#### PROBLEM TO WORK ON
Could you copy the whole listing below exactly as written?

═══ RAW DATA

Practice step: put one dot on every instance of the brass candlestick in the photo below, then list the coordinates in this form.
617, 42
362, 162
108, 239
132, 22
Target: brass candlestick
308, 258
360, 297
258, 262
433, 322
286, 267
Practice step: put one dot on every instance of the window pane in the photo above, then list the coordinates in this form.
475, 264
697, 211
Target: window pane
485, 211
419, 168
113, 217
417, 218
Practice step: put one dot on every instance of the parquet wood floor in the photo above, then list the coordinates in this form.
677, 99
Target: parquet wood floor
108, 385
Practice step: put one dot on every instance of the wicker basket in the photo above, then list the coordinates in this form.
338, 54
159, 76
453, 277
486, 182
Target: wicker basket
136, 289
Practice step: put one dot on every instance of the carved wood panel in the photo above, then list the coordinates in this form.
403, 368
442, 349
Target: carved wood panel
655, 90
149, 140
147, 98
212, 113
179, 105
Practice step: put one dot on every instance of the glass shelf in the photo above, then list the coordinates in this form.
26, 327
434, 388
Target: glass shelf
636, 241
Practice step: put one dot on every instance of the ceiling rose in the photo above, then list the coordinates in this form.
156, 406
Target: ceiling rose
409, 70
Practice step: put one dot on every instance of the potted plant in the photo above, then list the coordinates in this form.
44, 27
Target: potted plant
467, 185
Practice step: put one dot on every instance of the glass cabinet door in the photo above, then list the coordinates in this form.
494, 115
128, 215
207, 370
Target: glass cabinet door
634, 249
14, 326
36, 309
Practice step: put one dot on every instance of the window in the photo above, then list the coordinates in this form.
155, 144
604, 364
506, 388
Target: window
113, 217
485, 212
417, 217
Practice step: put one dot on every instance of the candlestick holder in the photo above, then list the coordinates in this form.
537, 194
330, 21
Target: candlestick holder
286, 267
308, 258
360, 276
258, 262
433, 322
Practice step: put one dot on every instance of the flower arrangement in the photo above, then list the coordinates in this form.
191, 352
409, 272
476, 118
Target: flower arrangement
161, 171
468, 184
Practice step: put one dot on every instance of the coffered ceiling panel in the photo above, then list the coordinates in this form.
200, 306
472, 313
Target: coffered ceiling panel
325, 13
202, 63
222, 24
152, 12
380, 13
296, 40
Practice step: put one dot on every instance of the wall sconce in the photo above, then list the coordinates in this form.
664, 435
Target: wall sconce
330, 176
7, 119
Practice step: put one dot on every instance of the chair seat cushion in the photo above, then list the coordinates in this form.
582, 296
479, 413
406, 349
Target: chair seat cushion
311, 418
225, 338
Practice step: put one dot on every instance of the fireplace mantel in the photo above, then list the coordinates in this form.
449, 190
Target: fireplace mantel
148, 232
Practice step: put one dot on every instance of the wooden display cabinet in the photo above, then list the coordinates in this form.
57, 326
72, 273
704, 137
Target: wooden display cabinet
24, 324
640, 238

══════

#### SOLVED EXERCISE
Practice step: put one dot on every instance of the brass candlestick in the photo below, then list the coordinates in this form.
617, 42
362, 162
108, 239
132, 22
Target: brass candlestick
308, 258
360, 297
258, 262
433, 322
286, 267
Practice step: put one dot on every instance of the window pane in the photo above, then list the coordinates in this form.
475, 264
697, 211
Target: window pane
485, 211
419, 168
113, 217
417, 218
Practice step: put one dot on every instance of the parquet wood floor in the photo above, then list the coordinates in this form.
677, 99
Target: parquet wood floor
108, 385
Practice step: put one dot on every instance of the wicker basket in the photo above, then list the coordinates in this form.
338, 54
159, 76
453, 277
486, 182
Target: wicker basket
136, 289
Practice step: put one dot on every instance of the carved wood panel in the photo above, then list the coordinates in this form.
403, 368
442, 349
Target: carved wood panel
655, 90
149, 140
147, 98
212, 113
179, 105
Practice step: put one dot on every instance of the glass shelf in the photo above, then list the coordinates in this form.
26, 327
434, 388
Target: glass shelf
636, 241
Practice step: put one dot on every instance of the ceiling rose in the photo above, then list the coordinates in this form.
156, 406
Target: ceiling rose
409, 70
Practice step: put one dot on every instance of the potted plant in the photo above, then list the coordinates in this form.
44, 27
Target: potted plant
467, 185
Practice step: put one dot on every instance of the glass cabinet door in the photo above, then list the coordinates in this form.
494, 115
128, 215
207, 370
Target: glass cabinet door
634, 249
14, 326
36, 309
Practice step: put one dot on every instance of the window in the photo above, then list the coordinates in this form.
155, 144
604, 364
506, 388
Target: window
113, 217
485, 212
417, 217
Practice step: put one dot on every instance of the candlestick holder in the photo above, then list the coordinates in this form.
537, 194
330, 21
Target: candlestick holder
286, 267
308, 258
360, 276
258, 262
433, 322
Practice step: put one dot on every instance of the flower arrangement in the photo above, then list the coordinates in this form.
191, 352
409, 272
476, 118
Target: flower arrangement
161, 171
468, 184
Practice step: put one dot on every instance of the coffered ceiling panel in the photo above, then list the coordinates in this form.
200, 306
472, 313
Target: coffered ceiling panel
325, 13
202, 63
222, 24
152, 12
380, 13
296, 40
Practice step: put one dot on every instance of the wall sconce in the photo above, then list the coordinates in this form.
664, 435
Target: wall sconce
330, 176
7, 119
Practice step: put one dot on every instance of the chair seat cushion in the photo above, then list the coordinates in this form.
582, 296
479, 413
406, 349
Target: chair seat cushion
311, 418
225, 338
Practice step: put one dot on every instance of the fireplace mantel in the photo above, then list the coordinates in this form.
449, 190
Target: fireplace mantel
148, 232
Practice step: put one dot on every instance of the wooden display cabinet in the photo above, then list the coordinates in this form.
57, 326
72, 273
704, 137
Target: wooden display cabinet
24, 324
640, 238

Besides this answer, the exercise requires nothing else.